▸ **Provided records**

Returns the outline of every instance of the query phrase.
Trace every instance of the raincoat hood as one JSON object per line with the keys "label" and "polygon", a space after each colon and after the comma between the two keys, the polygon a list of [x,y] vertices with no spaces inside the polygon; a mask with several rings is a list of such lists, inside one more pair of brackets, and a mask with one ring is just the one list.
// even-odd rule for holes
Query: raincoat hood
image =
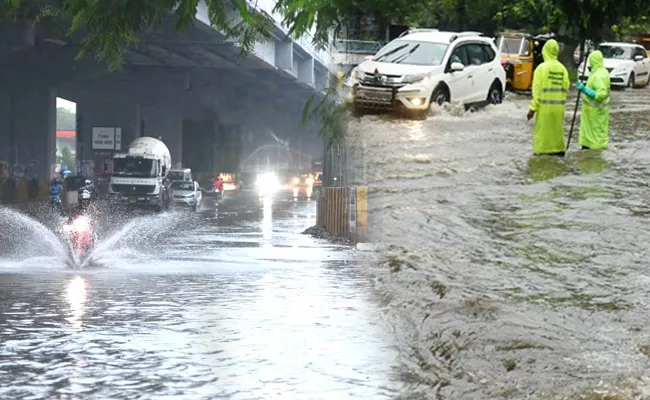
{"label": "raincoat hood", "polygon": [[589,54],[588,61],[592,71],[598,68],[602,68],[605,65],[605,61],[603,60],[603,53],[601,53],[600,50],[596,50]]}
{"label": "raincoat hood", "polygon": [[560,54],[560,45],[557,43],[557,40],[551,39],[544,47],[542,47],[542,57],[544,61],[557,60],[557,56]]}

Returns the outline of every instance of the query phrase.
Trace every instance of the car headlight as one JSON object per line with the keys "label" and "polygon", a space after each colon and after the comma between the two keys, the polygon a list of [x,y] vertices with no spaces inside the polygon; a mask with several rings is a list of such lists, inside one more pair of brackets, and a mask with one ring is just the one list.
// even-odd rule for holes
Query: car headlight
{"label": "car headlight", "polygon": [[417,75],[406,75],[403,79],[403,83],[417,83],[417,82],[422,82],[425,79],[427,79],[426,74],[417,74]]}

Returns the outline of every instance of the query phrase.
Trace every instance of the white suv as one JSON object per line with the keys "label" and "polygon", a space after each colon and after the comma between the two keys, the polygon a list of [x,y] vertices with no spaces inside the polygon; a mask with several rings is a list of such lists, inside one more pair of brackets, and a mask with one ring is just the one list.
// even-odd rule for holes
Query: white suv
{"label": "white suv", "polygon": [[505,83],[492,39],[479,32],[416,29],[359,64],[345,87],[357,114],[405,109],[426,118],[434,102],[459,101],[465,108],[499,104]]}

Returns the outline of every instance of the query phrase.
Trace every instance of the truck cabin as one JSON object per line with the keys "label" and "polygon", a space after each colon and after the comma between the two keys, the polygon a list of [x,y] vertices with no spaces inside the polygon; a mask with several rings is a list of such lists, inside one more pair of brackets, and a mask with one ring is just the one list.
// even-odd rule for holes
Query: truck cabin
{"label": "truck cabin", "polygon": [[192,182],[192,170],[189,168],[184,169],[170,169],[169,175],[167,175],[167,180],[170,182],[175,181],[185,181]]}
{"label": "truck cabin", "polygon": [[141,156],[113,159],[113,176],[130,178],[157,178],[165,176],[165,166],[160,160]]}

▸ **Task to complete**
The records above should be reproduced exactly, with no pictures included.

▸ **The response**
Returns the outline of every instance of the query phrase.
Trace every instance of the raincoat hood as one JSON object per line with the keys "label" and "polygon", a space after each colon and after the comma between the two keys, the polygon a list of [x,y] vertices with no spaces inside the polygon; a mask with several rings is a list of such lists, inside one more pair of brackets, and a mask with one ring is just the one list.
// even-odd rule for holes
Query: raincoat hood
image =
{"label": "raincoat hood", "polygon": [[589,54],[588,61],[592,71],[598,68],[602,68],[605,65],[605,61],[603,60],[603,53],[601,53],[600,50],[596,50]]}
{"label": "raincoat hood", "polygon": [[560,54],[560,45],[557,43],[557,40],[551,39],[544,47],[542,47],[542,57],[544,61],[557,60],[557,56]]}

Returns the outline of every instance of the query phrase.
Trace every instance of the car headlight as one JSON object per line with the keys "label" and "polygon", a space after each colon and after the comma between the two keys, the polygon a list of [x,y] vertices with no spaces inside the polygon; a mask with several rings is a list of such lists, inside one more pair of brackets, and a mask with one ring is just the one list.
// even-odd rule for holes
Query: car headlight
{"label": "car headlight", "polygon": [[417,75],[406,75],[403,79],[403,83],[417,83],[417,82],[422,82],[425,79],[427,79],[426,74],[417,74]]}

Returns the outline of every instance of the query phrase.
Trace every instance of the white suv as one JSON object per line with the keys "label" and "polygon", a space after each colon and after the comma between the two keys, the polygon a list of [x,y] vertices with no spaces inside the polygon; a mask with several rings is a list of such lists, inside one more pair of brackets, and a mask with one ring is just the one list.
// even-odd rule for holes
Query: white suv
{"label": "white suv", "polygon": [[505,83],[492,39],[479,32],[416,29],[359,64],[345,87],[357,114],[405,109],[426,118],[434,102],[459,101],[465,108],[499,104]]}

Returns the outline of every instance of the query phrase.
Trace every instance of the truck cabin as one JSON object per line with the keys "label" and "polygon", a space after each colon and after the comma between the two keys, the polygon a list of [x,y] vertices with no spaces inside the polygon; a mask with several rings is a list of such lists, inside one more pair of brackets, and a mask with one ring is just the one list.
// even-odd rule for holes
Query: truck cabin
{"label": "truck cabin", "polygon": [[192,182],[192,170],[189,168],[184,169],[170,169],[169,175],[167,175],[167,180],[170,182],[175,181],[185,181]]}
{"label": "truck cabin", "polygon": [[141,156],[113,159],[113,176],[130,178],[157,178],[165,176],[165,166],[160,160]]}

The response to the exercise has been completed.